Provided records.

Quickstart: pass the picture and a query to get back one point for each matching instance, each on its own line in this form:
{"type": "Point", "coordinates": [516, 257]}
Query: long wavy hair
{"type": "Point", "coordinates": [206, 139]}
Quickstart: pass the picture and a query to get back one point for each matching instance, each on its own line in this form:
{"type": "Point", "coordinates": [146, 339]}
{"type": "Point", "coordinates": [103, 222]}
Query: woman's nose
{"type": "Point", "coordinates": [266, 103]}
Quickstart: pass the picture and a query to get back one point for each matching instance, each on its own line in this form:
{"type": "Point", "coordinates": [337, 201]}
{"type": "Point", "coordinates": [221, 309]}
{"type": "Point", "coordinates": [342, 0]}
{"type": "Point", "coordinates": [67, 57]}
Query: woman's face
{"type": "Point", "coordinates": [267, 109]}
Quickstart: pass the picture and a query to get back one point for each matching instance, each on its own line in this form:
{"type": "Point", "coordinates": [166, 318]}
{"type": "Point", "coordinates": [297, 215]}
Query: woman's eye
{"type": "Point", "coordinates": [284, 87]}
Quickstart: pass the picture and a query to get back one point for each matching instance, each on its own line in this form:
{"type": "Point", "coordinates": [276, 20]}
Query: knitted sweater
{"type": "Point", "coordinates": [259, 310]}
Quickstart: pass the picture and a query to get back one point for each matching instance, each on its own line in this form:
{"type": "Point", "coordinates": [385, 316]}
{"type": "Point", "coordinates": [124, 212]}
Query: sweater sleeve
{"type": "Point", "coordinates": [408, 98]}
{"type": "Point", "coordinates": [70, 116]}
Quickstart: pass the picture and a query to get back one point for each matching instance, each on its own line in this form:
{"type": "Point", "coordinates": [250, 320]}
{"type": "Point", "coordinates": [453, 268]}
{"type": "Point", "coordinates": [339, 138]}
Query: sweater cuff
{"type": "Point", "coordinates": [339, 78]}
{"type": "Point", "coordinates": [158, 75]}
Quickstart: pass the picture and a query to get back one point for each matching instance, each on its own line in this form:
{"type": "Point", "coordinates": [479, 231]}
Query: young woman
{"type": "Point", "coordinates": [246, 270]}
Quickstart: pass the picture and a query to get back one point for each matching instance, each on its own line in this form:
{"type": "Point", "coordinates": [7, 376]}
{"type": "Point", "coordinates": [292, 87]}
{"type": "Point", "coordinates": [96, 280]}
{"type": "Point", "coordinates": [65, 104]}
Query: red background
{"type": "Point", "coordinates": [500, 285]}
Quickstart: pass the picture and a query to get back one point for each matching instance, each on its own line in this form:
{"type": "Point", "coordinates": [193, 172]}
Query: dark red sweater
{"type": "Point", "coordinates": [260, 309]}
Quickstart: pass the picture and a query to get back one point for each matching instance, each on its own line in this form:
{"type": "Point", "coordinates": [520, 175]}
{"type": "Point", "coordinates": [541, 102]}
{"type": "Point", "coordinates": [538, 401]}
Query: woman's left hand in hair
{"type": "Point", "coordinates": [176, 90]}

What to produce.
What the exercise asks for is the listing above, retyped in full.

Result of the exercise.
Quickstart: pass the picture and a query to get back one point for each matching instance, each on its own line in this form:
{"type": "Point", "coordinates": [516, 257]}
Query: long wavy hair
{"type": "Point", "coordinates": [206, 139]}
Quickstart: pass the picture and a query to get back one point for each matching instance, each on its own line in this form:
{"type": "Point", "coordinates": [146, 339]}
{"type": "Point", "coordinates": [103, 222]}
Query: woman's nose
{"type": "Point", "coordinates": [266, 103]}
Quickstart: pass the picture and a query to get back one point for each matching instance, each on its own line in this form:
{"type": "Point", "coordinates": [337, 201]}
{"type": "Point", "coordinates": [221, 309]}
{"type": "Point", "coordinates": [342, 0]}
{"type": "Point", "coordinates": [67, 57]}
Query: woman's face
{"type": "Point", "coordinates": [267, 109]}
Quickstart: pass the picture and a query to get back one point for each matching instance, each on its own line in this form:
{"type": "Point", "coordinates": [166, 318]}
{"type": "Point", "coordinates": [297, 215]}
Query: woman's eye
{"type": "Point", "coordinates": [284, 87]}
Quickstart: pass the picture and a query to get back one point for each matching instance, each on its own line in this form:
{"type": "Point", "coordinates": [276, 20]}
Query: knitted sweater
{"type": "Point", "coordinates": [259, 310]}
Quickstart: pass the picture and a query to get back one point for each matching instance, each on its own line in this form:
{"type": "Point", "coordinates": [385, 316]}
{"type": "Point", "coordinates": [124, 212]}
Query: sweater sleeve
{"type": "Point", "coordinates": [408, 98]}
{"type": "Point", "coordinates": [70, 116]}
Quickstart: pass the picture and a query to get back one point for each matching instance, each on its own line in this form:
{"type": "Point", "coordinates": [250, 320]}
{"type": "Point", "coordinates": [453, 268]}
{"type": "Point", "coordinates": [339, 138]}
Query: sweater cuff
{"type": "Point", "coordinates": [339, 78]}
{"type": "Point", "coordinates": [158, 75]}
Quickstart: pass the picture and a query to get back one point for each matching instance, each on its own line in this form:
{"type": "Point", "coordinates": [479, 231]}
Query: young woman
{"type": "Point", "coordinates": [246, 270]}
Quickstart: pass the picture and a query to get back one point for each matching instance, each on its own line in this form:
{"type": "Point", "coordinates": [7, 376]}
{"type": "Point", "coordinates": [292, 87]}
{"type": "Point", "coordinates": [96, 280]}
{"type": "Point", "coordinates": [65, 104]}
Query: red background
{"type": "Point", "coordinates": [500, 285]}
Quickstart: pass the picture and a query to get back one point for each matching instance, each on its own line in this form:
{"type": "Point", "coordinates": [193, 172]}
Query: dark red sweater
{"type": "Point", "coordinates": [260, 309]}
Quickstart: pass the picture and a query to get back one point for each matching instance, each on its own line in this form:
{"type": "Point", "coordinates": [520, 175]}
{"type": "Point", "coordinates": [541, 102]}
{"type": "Point", "coordinates": [538, 401]}
Query: woman's left hand in hair
{"type": "Point", "coordinates": [176, 90]}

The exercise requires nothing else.